### To be done
From the line containing "target | gray wall background" down to the last line of the material, return those lines verbatim and only those.
········
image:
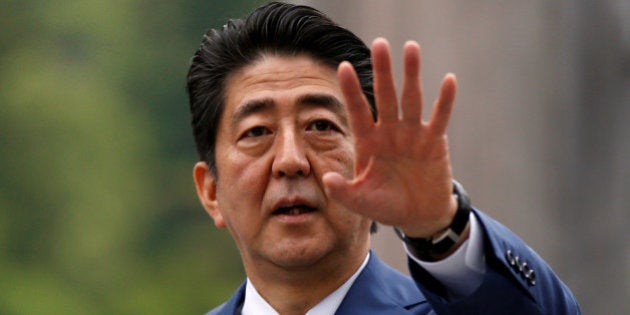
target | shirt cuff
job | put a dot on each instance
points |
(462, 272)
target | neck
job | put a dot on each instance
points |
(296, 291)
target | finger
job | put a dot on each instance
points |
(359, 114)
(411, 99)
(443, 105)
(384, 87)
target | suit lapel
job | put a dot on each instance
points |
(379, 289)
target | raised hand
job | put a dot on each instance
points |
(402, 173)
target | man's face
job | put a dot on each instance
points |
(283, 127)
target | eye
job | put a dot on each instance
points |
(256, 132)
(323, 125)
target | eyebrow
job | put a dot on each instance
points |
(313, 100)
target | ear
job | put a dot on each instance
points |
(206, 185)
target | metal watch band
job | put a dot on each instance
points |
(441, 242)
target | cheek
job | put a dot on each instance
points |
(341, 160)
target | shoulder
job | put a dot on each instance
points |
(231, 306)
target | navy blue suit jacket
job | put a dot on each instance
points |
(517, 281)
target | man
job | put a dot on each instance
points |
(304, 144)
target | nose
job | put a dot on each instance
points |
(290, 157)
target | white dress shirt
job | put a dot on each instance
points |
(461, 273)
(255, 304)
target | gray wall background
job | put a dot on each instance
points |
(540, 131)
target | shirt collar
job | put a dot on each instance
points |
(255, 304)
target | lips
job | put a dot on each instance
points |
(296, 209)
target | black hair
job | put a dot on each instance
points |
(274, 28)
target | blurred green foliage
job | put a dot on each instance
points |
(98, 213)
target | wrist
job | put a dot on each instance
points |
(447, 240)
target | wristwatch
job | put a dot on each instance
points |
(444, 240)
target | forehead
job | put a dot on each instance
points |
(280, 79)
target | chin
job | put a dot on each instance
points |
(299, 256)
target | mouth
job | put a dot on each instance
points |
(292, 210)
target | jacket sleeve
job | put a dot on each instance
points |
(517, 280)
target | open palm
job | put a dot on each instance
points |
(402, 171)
········
### Solution
target | gray wall background
job | put a dot on each instance
points |
(540, 131)
target | shirt collar
job | put a dot on each instance
points |
(255, 304)
target | lips
job | put a dot on each instance
points |
(296, 209)
target | black hair
job | put a dot on each instance
points |
(274, 28)
target | blurred green foliage
job | put a dot on each instance
points |
(98, 213)
target | wrist
job | put a dot on each instance
points |
(447, 240)
target | wristwatch
job | put a dot on each instance
points |
(444, 240)
target | forehead
job | put a dot on each instance
points |
(280, 79)
target | chin
job | put a dot on each instance
points |
(299, 256)
target | mouth
job | put a dot on each instance
points |
(292, 210)
target | jacket sleeve
job | put a dot on each instance
points |
(517, 280)
target | open palm
job | put a dot on each instance
points |
(402, 171)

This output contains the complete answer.